- [Written exercise] Go through the records underneath and write each one out again exactly.

--- Given information ---

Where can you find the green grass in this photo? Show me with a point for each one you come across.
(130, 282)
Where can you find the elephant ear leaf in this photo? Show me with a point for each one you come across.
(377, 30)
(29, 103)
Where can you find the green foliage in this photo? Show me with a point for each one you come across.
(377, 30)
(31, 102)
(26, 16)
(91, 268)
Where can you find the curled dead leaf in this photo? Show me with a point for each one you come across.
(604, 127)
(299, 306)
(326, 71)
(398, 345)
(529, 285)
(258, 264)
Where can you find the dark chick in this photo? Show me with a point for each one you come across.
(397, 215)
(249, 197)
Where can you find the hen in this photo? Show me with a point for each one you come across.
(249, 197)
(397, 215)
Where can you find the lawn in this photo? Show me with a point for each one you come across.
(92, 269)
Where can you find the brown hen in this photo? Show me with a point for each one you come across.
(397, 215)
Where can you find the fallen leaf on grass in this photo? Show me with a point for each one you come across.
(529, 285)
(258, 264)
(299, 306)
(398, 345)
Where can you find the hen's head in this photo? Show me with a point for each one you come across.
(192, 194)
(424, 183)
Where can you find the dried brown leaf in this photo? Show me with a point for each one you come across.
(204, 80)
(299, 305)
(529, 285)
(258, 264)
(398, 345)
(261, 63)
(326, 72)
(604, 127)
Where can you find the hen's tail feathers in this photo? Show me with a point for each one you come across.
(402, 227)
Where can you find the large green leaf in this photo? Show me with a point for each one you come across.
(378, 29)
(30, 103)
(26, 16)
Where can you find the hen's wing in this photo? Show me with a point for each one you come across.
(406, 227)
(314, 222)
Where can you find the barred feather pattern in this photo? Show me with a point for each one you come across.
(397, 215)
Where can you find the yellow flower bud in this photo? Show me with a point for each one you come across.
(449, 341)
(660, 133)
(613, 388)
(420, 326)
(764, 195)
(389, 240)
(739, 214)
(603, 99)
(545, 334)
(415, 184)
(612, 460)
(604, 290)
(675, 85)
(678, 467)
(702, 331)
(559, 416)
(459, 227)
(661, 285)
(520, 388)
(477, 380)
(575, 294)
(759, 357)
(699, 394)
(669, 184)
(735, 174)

---

- [Complete output]
Where can you find the green grass in this photo? Show me with a point for each one you come across.
(130, 282)
Where can you find the elephant ear leaf in this photo? Show me with a point for each one you come across.
(377, 30)
(29, 103)
Where can you find the green foliage in this photo? Show me with a point for each one you come across.
(377, 30)
(31, 102)
(26, 16)
(91, 268)
Where can you find the curled dead leaf in this photo? Show me with a point for each one you come across.
(604, 127)
(299, 306)
(326, 71)
(398, 345)
(529, 285)
(258, 264)
Where can you find the dark chick in this photo? Show me with a point for each one you come across.
(397, 215)
(249, 197)
Where can you find the hen in this photo? Show me with a point for each one you come across.
(249, 197)
(397, 215)
Where can you find the lawn in this photo? Show me with a point for each one you come across.
(92, 269)
Where can you find the brown hen in this photo? Show me with a point for each one you come across.
(397, 215)
Where can you find the fallen leaf on grass in this photo? Show me with a point for each one you come across.
(529, 285)
(258, 264)
(299, 306)
(398, 345)
Where can you find the hen's head in this photo? Show me with a point for each one you come across.
(192, 194)
(424, 183)
Where can you find the dried brown leaf in this photo? Show me with a point for each one you come across.
(204, 80)
(299, 305)
(529, 285)
(258, 264)
(398, 345)
(261, 63)
(326, 72)
(604, 127)
Where can you find the hen's tail feathers in this photo? Show me with a point for each one you come across.
(402, 227)
Where can you find the large green leaf in this photo? Show me with a point for each one you come across.
(378, 29)
(30, 103)
(26, 16)
Where can you find the hen's wing in this photo? Show me with a point for each one you come across.
(406, 227)
(314, 222)
Where can you find the barred feather pattern in this photo? Show me with a point for each one you come across.
(397, 215)
Where can you find the yellow flower bud in this photo? Show me with a point for each one you come across.
(449, 341)
(660, 133)
(613, 388)
(420, 326)
(764, 195)
(389, 240)
(739, 214)
(603, 99)
(545, 334)
(415, 184)
(612, 460)
(604, 290)
(675, 85)
(678, 467)
(702, 331)
(559, 416)
(459, 227)
(661, 285)
(520, 388)
(477, 380)
(575, 294)
(759, 357)
(699, 394)
(669, 184)
(735, 174)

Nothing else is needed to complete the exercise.